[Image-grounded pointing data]
************

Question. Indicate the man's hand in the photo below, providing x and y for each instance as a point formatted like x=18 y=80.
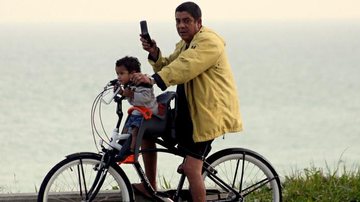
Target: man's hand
x=153 y=50
x=127 y=92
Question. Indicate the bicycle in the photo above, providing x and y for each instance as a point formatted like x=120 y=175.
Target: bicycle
x=232 y=174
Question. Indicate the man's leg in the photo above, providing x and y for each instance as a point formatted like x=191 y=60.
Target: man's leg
x=150 y=164
x=150 y=161
x=192 y=168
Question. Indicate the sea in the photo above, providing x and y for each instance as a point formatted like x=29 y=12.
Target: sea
x=298 y=84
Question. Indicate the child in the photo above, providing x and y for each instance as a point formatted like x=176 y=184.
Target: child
x=141 y=96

************

WORK ITEM: The copy you return must match the records above exactly, minus any images.

ANSWER BOX:
Question. Indicate the man's hand in the photo below, providing x and y for each instance as a point formatted like x=18 y=80.
Target: man's hand
x=153 y=50
x=127 y=92
Question. Indicate the bicycle in the photo above, providing x and y for each instance as a point formatted like x=120 y=175.
Target: bicycle
x=232 y=174
Question. Indicate the man's leg in the photo above, providing x and y for each instance as a point formatted like x=191 y=60.
Target: man's leg
x=150 y=164
x=150 y=161
x=192 y=168
Question. Indicate the sea in the photo above, providing x and y for each instance as a point formatted like x=29 y=12.
Target: sea
x=298 y=84
Question. Indicate the child in the photo above, providing x and y for each instance as a point formatted like x=176 y=184.
Target: child
x=141 y=96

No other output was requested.